**Exercise objective**
Copy only what runs from the line containing "Where can the farmhouse" through the end of the material below, line for line, with both ends included.

Object location annotation data:
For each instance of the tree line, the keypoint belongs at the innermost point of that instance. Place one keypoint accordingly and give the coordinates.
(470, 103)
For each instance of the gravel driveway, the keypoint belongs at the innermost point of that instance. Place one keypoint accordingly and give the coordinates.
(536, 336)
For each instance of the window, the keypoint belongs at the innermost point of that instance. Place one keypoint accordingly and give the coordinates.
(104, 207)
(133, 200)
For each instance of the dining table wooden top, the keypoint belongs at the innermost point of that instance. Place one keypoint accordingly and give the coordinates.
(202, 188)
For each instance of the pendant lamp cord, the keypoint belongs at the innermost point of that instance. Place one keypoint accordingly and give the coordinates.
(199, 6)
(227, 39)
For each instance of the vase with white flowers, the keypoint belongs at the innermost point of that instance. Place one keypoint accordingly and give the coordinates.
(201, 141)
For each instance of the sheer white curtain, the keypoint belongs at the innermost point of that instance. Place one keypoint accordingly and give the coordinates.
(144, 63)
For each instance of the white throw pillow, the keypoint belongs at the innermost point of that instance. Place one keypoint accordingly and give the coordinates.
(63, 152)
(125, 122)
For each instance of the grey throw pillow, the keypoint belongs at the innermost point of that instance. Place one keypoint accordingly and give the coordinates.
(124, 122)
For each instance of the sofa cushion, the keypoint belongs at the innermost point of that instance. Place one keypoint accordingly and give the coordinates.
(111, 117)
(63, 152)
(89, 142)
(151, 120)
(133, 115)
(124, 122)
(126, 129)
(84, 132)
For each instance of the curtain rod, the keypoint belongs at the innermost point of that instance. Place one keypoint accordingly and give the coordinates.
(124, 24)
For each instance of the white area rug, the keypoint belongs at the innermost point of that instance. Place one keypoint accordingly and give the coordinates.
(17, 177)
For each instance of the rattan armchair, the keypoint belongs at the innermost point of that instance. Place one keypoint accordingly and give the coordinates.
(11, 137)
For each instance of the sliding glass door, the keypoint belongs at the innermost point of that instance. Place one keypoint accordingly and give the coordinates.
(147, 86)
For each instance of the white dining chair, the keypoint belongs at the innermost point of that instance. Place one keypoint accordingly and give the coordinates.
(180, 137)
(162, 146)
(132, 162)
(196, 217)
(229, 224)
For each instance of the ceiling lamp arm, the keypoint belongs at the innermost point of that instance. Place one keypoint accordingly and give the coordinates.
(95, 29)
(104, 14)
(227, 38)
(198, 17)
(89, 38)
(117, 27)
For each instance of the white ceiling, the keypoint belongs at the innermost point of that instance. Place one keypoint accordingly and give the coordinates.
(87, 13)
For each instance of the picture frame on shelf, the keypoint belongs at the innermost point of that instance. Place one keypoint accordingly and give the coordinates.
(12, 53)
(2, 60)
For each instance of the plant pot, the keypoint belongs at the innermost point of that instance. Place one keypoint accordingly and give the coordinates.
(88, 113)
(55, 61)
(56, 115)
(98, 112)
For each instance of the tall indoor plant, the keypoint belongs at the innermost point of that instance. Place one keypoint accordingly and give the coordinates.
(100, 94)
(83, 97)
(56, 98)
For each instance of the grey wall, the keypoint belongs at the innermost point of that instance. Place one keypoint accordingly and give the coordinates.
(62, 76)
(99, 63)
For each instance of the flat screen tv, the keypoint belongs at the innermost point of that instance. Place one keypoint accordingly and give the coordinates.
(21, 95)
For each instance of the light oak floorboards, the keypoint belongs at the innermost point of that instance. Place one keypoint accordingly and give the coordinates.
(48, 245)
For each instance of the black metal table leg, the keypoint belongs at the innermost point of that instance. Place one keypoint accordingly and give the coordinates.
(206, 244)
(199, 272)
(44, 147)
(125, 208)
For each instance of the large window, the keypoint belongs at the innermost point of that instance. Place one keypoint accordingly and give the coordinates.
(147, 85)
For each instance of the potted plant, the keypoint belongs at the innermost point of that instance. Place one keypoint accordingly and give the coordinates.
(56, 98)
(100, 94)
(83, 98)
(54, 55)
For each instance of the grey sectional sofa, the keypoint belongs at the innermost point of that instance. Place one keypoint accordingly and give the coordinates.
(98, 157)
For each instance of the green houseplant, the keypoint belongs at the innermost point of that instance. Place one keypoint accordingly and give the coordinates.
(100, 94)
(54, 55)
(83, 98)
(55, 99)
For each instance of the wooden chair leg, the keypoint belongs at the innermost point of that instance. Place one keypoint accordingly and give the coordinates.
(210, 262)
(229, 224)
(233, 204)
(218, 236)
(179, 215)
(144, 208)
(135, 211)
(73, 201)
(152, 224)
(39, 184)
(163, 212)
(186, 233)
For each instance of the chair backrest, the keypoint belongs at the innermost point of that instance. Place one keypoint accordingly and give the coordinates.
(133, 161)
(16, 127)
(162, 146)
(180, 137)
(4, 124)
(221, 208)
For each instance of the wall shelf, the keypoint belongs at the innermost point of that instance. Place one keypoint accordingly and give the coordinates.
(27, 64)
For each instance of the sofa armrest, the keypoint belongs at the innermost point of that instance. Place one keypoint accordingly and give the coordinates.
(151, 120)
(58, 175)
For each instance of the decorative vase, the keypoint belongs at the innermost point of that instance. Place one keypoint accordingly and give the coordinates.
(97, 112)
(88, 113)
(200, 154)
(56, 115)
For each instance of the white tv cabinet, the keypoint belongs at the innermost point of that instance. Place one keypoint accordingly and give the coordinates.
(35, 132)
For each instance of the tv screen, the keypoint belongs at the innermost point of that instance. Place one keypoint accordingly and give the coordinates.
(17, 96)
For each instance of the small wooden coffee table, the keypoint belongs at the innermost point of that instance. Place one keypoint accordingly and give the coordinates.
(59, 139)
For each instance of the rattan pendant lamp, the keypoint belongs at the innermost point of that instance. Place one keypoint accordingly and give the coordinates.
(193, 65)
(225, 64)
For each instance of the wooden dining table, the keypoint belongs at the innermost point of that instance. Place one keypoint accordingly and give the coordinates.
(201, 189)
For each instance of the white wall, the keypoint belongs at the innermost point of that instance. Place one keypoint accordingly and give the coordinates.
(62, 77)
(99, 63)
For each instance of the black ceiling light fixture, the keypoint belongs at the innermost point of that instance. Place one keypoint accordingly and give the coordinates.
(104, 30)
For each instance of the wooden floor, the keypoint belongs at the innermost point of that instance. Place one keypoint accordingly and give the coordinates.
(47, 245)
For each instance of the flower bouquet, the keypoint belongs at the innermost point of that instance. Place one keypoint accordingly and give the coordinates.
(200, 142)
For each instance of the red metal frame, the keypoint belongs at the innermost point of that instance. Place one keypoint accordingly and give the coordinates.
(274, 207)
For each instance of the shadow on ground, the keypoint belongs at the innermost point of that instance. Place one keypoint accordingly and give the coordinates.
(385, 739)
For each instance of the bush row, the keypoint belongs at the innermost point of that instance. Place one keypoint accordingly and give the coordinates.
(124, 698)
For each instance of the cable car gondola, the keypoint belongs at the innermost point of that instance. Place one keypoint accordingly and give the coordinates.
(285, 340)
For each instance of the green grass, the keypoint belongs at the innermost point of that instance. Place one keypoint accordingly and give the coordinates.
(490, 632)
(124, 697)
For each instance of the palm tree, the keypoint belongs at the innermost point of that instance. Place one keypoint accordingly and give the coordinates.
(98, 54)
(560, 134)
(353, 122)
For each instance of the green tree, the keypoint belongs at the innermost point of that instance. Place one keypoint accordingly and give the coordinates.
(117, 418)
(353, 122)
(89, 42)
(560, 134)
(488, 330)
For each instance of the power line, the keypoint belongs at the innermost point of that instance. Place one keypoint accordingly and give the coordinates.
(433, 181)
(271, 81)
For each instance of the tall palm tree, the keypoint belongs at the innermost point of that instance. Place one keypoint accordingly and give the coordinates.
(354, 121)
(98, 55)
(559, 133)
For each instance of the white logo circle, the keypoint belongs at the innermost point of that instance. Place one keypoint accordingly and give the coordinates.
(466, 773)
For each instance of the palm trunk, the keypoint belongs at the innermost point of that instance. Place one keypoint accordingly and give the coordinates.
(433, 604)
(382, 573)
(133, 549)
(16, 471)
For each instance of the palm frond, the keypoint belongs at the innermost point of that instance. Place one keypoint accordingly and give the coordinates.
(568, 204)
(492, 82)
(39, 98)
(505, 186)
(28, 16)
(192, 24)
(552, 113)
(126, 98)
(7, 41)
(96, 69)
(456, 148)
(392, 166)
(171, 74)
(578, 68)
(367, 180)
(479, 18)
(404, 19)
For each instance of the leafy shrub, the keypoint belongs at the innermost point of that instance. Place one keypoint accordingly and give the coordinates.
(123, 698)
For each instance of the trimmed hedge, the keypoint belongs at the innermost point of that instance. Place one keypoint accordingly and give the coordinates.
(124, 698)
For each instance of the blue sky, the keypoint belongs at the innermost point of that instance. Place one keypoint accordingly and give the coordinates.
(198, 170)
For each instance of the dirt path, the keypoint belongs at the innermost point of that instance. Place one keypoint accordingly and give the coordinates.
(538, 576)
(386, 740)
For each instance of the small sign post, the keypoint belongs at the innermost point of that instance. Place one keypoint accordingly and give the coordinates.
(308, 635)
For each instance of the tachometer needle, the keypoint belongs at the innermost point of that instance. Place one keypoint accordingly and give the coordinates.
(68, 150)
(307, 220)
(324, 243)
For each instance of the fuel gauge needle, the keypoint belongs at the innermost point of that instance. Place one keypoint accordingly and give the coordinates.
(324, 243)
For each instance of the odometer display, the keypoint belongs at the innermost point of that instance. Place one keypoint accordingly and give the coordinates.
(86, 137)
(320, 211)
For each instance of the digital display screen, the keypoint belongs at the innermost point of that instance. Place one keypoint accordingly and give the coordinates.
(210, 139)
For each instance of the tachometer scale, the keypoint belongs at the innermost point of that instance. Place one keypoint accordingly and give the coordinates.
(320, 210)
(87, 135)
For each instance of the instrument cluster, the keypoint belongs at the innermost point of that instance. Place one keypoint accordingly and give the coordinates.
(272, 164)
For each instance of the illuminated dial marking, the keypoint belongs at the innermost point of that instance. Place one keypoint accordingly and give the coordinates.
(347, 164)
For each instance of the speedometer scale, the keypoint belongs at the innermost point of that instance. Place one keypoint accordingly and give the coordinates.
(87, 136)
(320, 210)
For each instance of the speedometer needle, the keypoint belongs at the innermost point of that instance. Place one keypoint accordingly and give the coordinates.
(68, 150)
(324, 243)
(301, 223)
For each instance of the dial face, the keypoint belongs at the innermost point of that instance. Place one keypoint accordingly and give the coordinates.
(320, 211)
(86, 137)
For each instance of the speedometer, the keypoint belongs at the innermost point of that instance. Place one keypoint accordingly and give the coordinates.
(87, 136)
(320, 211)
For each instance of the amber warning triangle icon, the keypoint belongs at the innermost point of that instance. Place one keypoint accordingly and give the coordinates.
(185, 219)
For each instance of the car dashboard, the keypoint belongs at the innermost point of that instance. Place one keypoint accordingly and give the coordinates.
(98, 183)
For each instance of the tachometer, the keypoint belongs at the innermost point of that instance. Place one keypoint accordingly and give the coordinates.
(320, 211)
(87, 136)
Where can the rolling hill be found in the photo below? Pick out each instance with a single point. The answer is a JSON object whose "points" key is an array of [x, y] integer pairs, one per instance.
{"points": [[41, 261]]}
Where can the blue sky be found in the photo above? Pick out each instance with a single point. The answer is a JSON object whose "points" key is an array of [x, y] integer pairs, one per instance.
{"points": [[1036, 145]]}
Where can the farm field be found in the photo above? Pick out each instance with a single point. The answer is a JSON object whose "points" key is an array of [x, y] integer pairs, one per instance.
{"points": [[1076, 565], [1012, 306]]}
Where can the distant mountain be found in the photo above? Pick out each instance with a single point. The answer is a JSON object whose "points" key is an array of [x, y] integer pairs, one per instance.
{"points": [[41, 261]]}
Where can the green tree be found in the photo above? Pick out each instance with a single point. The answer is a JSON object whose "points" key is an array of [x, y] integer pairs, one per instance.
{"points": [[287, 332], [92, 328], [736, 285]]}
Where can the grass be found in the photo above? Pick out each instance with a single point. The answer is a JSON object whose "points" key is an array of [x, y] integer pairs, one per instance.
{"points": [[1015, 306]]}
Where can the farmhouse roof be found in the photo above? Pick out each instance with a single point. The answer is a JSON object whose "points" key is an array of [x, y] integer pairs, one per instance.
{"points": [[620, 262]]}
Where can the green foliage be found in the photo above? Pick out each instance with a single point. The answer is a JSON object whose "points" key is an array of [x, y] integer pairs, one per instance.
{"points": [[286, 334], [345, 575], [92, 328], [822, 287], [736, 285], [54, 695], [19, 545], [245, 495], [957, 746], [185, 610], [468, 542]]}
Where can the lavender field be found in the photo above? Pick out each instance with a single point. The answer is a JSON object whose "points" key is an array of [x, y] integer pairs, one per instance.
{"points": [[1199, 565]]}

**Task answer**
Where can the farmhouse roof be found in the photo above? Pick out each instance with a single point. The answer is a JSON object whose "points" key is an array of [x, y] integer pairs, one per instance.
{"points": [[620, 262]]}
Where can the green foliage be found in the photo above? Pick out each instance with a single point. The answer is a JSON object whose "points" key is an array of [x, y] integer pairs, one per instance.
{"points": [[286, 334], [345, 575], [92, 328], [822, 287], [736, 285], [54, 695], [19, 545], [245, 495], [957, 746], [185, 610], [468, 542]]}
Where can the lavender field be found in the photo above? Pick out each instance with a single point. The answer is a JSON object whose "points" key is an array of [x, y] integer pairs, one per instance.
{"points": [[1199, 565]]}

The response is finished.